-- start of PROVIDED TEXT --

Tuesday, May 3, 2016

May 3 Phenology Post: Locust, Iris, Rose and Other Blossoms

(Blogjob tags: black locust treecarob treehoney locust tree,locust borer beetleRobinia pseudoacaciatrees native to Virginiatrees with fragrant white blossoms.)

I've not done a phenology post for a while. Today, however, I saw something I don't see every year: Robinia pseudoacacia in bloom.
I walked the long way around town to the computer center, which always means more opportunities to see more wild flowers, and saw plenty: violets, buttercups, fleabane "daisies," a few early "oxeye" daisies, wild geraniums, a few Bidens, ground-ivy, celandine, blackberry blossoms, the first few blooms of bedstraw. And a mourningdove.
Back at the Cat Sanctuary, my white roses started to bloom yesterday, and my oldfashioned yellow iris put forth its first bloom this morning. This iris colony really is "old," at least 55 or 60 years old. Blooms usually grow 20-30 inches above the ground. Since the "Tall" blue iris was planted on the other side of the house, however, the yellow one seems to have gone into competition (or cross-pollination?). One year one bloom got up to 49 inches, and this year's first bloom was close to 36 inches above the ground.

-- end of PROVIDED TEXT --
-- start of EXTRACTED ENTRIES --

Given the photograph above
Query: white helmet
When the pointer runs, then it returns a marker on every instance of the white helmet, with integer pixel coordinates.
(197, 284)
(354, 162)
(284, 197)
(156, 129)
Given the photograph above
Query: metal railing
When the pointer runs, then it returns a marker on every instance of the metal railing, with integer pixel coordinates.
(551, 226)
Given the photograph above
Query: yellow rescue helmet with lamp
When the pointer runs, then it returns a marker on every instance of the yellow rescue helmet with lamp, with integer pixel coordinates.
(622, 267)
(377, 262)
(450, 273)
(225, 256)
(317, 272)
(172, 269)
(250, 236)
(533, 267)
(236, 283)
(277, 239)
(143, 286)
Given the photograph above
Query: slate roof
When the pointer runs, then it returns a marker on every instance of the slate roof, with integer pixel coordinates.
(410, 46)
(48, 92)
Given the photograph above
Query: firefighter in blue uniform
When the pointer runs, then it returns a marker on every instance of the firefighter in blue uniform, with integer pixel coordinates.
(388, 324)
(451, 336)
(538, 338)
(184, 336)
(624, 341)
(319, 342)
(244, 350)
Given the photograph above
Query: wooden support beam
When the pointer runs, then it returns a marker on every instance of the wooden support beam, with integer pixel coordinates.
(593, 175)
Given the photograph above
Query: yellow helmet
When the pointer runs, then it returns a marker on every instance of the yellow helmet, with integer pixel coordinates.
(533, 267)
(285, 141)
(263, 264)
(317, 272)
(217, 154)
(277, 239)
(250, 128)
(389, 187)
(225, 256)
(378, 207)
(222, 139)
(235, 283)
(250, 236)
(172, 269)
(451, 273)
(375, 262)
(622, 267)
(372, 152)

-- end of EXTRACTED ENTRIES --

### REQUESTS
(a) In the phenology post, retype the passage from "May 3 Phenology" up to and including "of bedstraw. And a mourningdove.".
(b) Using the phenology post, decide whether each statement agrees with it. Answer yes or no, and quote the exact words that decide it.
(i) The writer took the short way to the computer center.
(ii) The yellow iris colony is at least 55 or 60 years old.
(iii) This year's first yellow iris bloom reached 49 inches above the ground.

### THE SOLUTIONS
(a)
May 3 Phenology Post: Locust, Iris, Rose and Other Blossoms

(Blogjob tags: black locust treecarob treehoney locust tree,locust borer beetleRobinia pseudoacaciatrees native to Virginiatrees with fragrant white blossoms.)

I've not done a phenology post for a while. Today, however, I saw something I don't see every year: Robinia pseudoacacia in bloom.
I walked the long way around town to the computer center, which always means more opportunities to see more wild flowers, and saw plenty: violets, buttercups, fleabane "daisies," a few early "oxeye" daisies, wild geraniums, a few Bidens, ground-ivy, celandine, blackberry blossoms, the first few blooms of bedstraw. And a mourningdove.

(b)
(i) No: "I walked the long way around town to the computer center"
(ii) Yes: "This iris colony really is "old," at least 55 or 60 years old."
(iii) No: "this year's first bloom was close to 36 inches above the ground"